++++ Material for this task

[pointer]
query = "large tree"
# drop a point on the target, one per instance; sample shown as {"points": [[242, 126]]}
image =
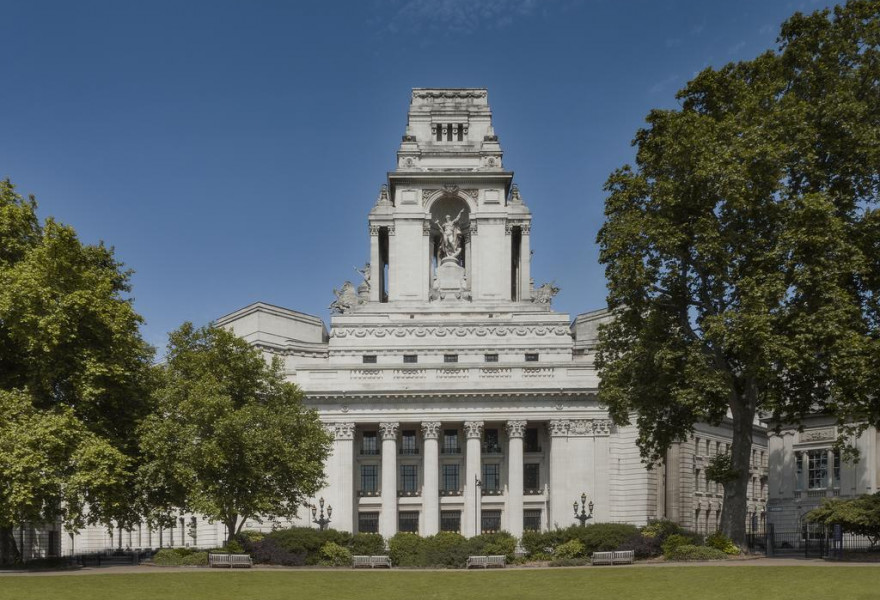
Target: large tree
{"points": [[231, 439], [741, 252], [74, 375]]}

++++++++
++++ Material for this task

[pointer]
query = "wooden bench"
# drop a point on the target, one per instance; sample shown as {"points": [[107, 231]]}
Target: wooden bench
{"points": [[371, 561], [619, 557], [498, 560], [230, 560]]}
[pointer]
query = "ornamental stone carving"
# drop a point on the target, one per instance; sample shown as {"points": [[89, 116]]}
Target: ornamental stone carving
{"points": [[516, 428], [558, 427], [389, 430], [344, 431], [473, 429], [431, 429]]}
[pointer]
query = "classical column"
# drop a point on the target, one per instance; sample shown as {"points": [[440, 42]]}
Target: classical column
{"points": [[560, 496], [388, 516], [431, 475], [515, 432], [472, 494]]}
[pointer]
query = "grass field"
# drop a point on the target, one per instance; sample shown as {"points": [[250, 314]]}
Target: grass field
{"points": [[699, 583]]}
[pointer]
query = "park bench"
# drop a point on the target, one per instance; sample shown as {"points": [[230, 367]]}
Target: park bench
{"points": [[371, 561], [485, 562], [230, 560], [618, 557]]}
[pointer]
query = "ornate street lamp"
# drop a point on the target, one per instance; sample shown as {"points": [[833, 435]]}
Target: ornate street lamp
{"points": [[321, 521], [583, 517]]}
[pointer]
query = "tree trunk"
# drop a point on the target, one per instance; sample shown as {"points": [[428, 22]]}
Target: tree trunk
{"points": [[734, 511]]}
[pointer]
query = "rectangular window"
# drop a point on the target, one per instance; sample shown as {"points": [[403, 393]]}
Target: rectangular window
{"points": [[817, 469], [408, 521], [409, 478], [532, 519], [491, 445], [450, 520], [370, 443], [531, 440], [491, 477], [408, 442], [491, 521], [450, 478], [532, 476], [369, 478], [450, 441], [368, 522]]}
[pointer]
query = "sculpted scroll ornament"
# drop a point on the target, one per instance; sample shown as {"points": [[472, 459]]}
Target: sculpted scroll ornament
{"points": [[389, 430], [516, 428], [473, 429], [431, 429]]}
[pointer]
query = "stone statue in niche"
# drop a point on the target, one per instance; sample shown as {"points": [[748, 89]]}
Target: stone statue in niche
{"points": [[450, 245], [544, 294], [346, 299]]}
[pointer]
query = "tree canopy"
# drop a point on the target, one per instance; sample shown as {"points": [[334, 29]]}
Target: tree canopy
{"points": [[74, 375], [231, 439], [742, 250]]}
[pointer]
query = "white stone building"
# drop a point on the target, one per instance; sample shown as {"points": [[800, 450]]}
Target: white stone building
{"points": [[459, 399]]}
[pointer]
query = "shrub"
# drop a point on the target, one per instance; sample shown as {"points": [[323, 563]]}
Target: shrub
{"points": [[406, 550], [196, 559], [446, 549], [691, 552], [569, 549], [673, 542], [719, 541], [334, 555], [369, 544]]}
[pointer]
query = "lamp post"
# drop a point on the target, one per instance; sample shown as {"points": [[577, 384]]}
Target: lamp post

++++++++

- [How to complete this task]: Repeat exactly the lines above from the one with "Target: shrub" up to and including the one with "Target: lamp post". No other line belongs in the reply.

- [Written reply]:
Target: shrub
{"points": [[406, 550], [196, 559], [446, 549], [691, 552], [569, 549], [673, 542], [719, 541], [334, 555], [369, 544]]}
[pointer]
query = "lamp post"
# drop a point on the target, one per instance; sample shown as {"points": [[577, 384]]}
Target: lamp post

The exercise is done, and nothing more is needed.